## Begin EXTRACT TO READ
Planning Committee
CISO Mitigation Update
PJM last week updated stakeholders on the next steps of a vote on the RTO’s mitigation proposal to avoid designating projects as critical infrastructure under NERC reliability standards.
Michael Herman of PJM’s transmission planning department led a discussion at last week’s Planning Committee meeting on the approved mitigation proposal, including a review of Operating Agreement language. Members endorsed the proposal with 61% support at the February PC meeting. (See “Critical Tx Infrastructure Proposals Endorsed,” PJM PC/TEAC Briefs: Feb. 9, 2021.)
Herman said the Critical Infrastructure Stakeholder Oversight (CISO) issue has resulted in a long stakeholder process dating back to an original endorsement of the issue charge at the December 2019 PC meeting. (See “Critical Infrastructure Mitigation,” PJM PC/TEAC Briefs: Dec. 12, 2019.) The mitigation portion of the issue is all that remains after stakeholders endorsed the avoidance portion of the PJM proposal at the May Markets and Reliability Committee meeting. (See “CISO Avoidance Endorsed,” PJM MRC Briefs: May 26, 2021.)
## End EXTRACT TO READ
## Begin COLLECTED DATA
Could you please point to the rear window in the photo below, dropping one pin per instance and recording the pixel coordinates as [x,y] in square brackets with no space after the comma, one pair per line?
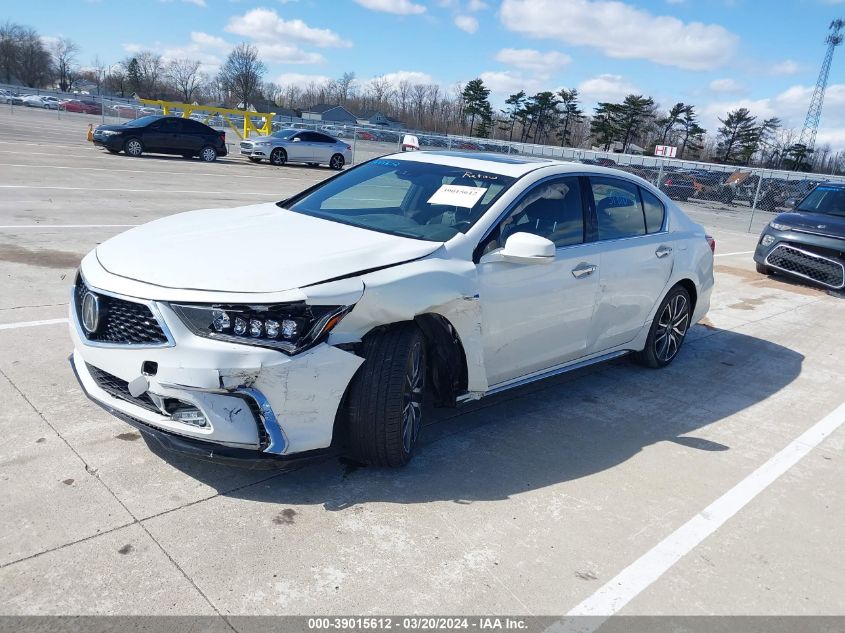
[408,198]
[825,199]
## End COLLECTED DATA
--- CHALLENGE A ---
Using the CISO mitigation update, decide whether each statement agrees with it. Answer yes or no for each, and quote the deciding words of the CISO mitigation update. (i) Members endorsed the mitigation proposal with 61% support at the February PC meeting. (ii) The issue charge was first endorsed at the December 2020 PC meeting. (iii) Stakeholders endorsed the avoidance portion of the PJM proposal at the May Markets and Reliability Committee meeting.
--- CHALLENGE B ---
Pick up the CISO mitigation update after its final sentence and keep writing.
The listing plays no part here.

--- RESULT A ---
(i) Yes: "Members endorsed the proposal with 61% support at the February PC meeting."
(ii) No: "dating back to an original endorsement of the issue charge at the December 2019 PC meeting"
(iii) Yes: "stakeholders endorsed the avoidance portion of the PJM proposal at the May Markets and Reliability Committee meeting"

--- RESULT B ---
PJM is now looking to conduct a stakeholder vote at the July PC meeting to determine whether the proposed OA language reflects the CISO mitigation proposal approved in February. Some members at the April MRC requested that the mitigation proposal be sent back to the PC for further discussions to determine if the language corresponded with that in the endorsed matrix.
Herman said PJM conducted a critical review with its subject matter and legal experts to review the OA language presented as part of the development of the mitigation proposal and reviewed changes resulting from stakeholder discussions. He said the RTO based its review on changes made between the first read at the March MRC meeting and discussions the following month, researching whether the concepts were “in alignment” with what was approved in the matrix by the PC. (See “CISO First Read,” PJM MRC/MC Briefs: March 29, 2021.)
PJM examined the OA language defining a critical substation planning analysis (CSPA) project as a regional or subregional Regional Transmission Expansion Plan (RTEP) project “with an anticipated in-service date of more than three years but no more than five years from the year” in which the RTO identifies the need for the potential CSPA project. Herman said PJM determined that the in-service date language does not need to be included in the draft OA language because the concept is “well defined” in other parts of the OA and corresponding manual language.
The second OA language piece PJM examined dealt with the RTO’s ability to determine that any component of a CSPA project “can be included in an RFP proposal window without disclosing the location of or vulnerabilities associated with the critical substation contingencies and associated facilities.”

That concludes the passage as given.